** Stated goal **
Which lines in the listing below contain the word "following"? Locate and copy each of them, treating uppercase and lowercase as different.

[Data listing]
┏━━

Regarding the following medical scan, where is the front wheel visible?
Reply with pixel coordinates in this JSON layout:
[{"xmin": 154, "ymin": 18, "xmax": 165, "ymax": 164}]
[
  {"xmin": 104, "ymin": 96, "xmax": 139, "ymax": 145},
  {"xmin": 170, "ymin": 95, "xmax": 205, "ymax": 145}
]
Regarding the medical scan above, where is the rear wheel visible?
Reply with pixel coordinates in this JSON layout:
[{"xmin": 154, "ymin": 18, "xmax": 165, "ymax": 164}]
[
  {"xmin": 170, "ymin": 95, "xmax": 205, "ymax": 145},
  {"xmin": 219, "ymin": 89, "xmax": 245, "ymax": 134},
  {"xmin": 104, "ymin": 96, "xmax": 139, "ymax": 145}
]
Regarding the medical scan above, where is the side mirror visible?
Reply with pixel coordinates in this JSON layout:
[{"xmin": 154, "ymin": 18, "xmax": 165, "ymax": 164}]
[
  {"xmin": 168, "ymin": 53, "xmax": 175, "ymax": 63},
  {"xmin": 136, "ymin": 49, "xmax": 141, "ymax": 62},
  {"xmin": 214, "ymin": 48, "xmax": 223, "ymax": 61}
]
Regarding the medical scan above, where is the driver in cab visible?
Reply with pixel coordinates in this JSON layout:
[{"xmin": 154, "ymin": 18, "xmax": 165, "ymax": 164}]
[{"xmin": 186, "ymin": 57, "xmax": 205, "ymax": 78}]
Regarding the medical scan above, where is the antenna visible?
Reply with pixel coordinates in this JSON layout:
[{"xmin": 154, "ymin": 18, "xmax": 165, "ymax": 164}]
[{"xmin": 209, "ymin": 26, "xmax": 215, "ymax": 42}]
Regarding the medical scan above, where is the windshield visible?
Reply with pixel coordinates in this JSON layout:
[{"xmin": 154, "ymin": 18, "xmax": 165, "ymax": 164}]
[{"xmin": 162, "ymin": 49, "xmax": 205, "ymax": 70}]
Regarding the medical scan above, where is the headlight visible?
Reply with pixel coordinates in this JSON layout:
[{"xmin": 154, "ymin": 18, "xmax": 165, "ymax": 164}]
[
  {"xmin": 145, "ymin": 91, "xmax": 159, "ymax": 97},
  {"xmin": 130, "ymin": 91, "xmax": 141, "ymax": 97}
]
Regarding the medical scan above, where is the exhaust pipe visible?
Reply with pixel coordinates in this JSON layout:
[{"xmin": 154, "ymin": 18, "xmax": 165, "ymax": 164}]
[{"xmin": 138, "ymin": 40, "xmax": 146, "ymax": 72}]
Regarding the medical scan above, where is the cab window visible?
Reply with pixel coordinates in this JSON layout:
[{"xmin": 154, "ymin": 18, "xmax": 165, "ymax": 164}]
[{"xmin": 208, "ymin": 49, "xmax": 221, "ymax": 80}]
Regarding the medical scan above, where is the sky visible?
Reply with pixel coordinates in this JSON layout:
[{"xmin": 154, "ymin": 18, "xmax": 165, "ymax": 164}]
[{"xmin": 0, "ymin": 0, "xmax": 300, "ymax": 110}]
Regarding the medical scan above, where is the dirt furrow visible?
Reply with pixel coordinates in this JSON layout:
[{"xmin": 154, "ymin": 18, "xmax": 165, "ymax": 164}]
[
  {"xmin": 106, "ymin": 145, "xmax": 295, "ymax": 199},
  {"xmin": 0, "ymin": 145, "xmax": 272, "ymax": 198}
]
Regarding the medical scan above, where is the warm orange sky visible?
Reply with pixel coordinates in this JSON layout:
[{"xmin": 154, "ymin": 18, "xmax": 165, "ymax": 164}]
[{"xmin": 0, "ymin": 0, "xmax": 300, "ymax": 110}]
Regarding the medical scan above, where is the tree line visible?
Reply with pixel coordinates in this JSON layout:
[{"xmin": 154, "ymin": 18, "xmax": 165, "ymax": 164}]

┗━━
┏━━

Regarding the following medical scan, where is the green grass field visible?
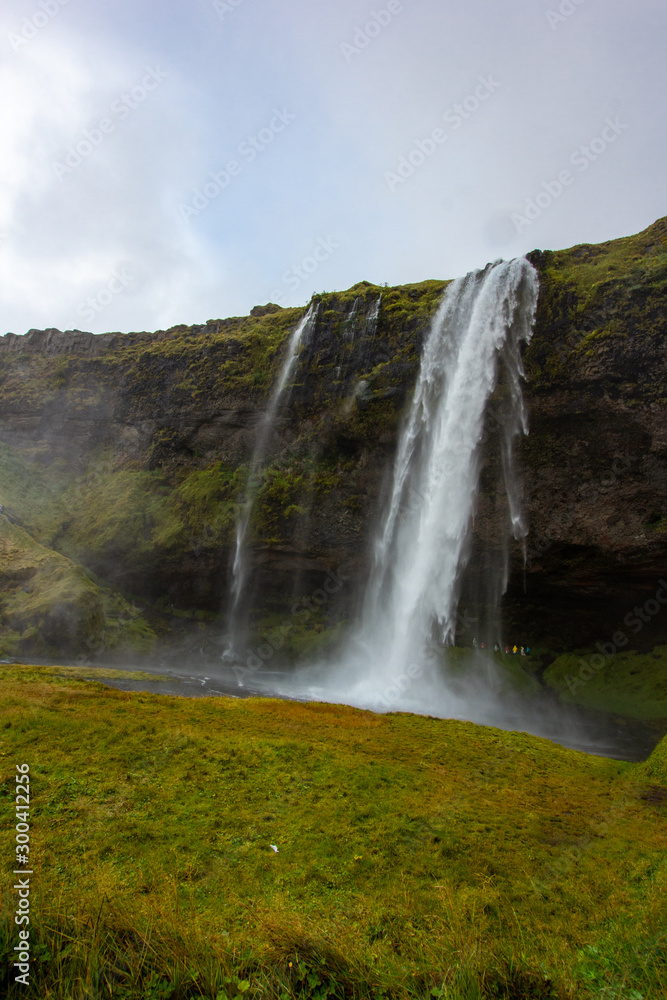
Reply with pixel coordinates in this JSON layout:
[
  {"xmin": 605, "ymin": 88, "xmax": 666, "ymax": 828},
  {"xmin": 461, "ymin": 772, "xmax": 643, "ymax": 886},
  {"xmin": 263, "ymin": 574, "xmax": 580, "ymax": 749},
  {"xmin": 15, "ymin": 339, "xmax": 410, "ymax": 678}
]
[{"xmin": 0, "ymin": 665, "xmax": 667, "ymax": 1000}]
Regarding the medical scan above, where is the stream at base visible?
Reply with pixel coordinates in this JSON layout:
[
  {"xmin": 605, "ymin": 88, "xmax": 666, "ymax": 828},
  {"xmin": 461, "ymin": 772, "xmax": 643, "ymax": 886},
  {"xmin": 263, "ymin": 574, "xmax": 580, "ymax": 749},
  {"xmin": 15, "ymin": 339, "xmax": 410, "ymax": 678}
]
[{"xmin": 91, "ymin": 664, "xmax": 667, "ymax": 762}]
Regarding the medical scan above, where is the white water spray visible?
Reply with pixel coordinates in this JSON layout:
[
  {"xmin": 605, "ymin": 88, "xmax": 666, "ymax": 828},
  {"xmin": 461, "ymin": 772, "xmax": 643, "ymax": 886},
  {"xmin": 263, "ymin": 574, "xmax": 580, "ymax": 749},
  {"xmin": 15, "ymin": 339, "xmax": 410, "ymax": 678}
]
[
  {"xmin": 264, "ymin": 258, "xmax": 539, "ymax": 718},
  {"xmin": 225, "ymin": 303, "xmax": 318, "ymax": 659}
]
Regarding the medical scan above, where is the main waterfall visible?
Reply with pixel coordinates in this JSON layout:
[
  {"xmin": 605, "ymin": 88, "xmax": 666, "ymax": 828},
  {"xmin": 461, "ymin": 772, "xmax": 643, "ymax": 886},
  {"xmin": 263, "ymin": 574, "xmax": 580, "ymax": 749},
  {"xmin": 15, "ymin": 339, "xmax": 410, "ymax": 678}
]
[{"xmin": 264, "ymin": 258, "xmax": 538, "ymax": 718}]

┗━━

** Answer to the task **
Regarding the following medical scan, where is the front wheel visible?
Regarding the following medical scan, where is the green grass field visible?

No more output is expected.